All lines of the records below that contain the word "instance" must be listed.

(Saved entries)
________
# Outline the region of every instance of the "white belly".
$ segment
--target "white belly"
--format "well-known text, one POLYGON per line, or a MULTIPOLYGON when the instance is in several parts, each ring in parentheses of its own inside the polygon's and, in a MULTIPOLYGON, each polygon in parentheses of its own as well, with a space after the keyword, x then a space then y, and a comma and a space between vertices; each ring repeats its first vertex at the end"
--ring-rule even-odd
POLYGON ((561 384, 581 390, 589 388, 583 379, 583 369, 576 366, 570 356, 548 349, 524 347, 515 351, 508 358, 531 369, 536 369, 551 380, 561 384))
________
#### Result of this exercise:
# Outline the region of every instance of the "white belly".
--format "well-known text, one POLYGON per line, or a MULTIPOLYGON when the instance is in several parts, each ring in parentheses of its own inside the polygon's and, in a MULTIPOLYGON, each polygon in parentheses of its own as well, with a space after the keyword, x then a space then y, and a comma and a space between vertices; each ring repeats its first vertex at the end"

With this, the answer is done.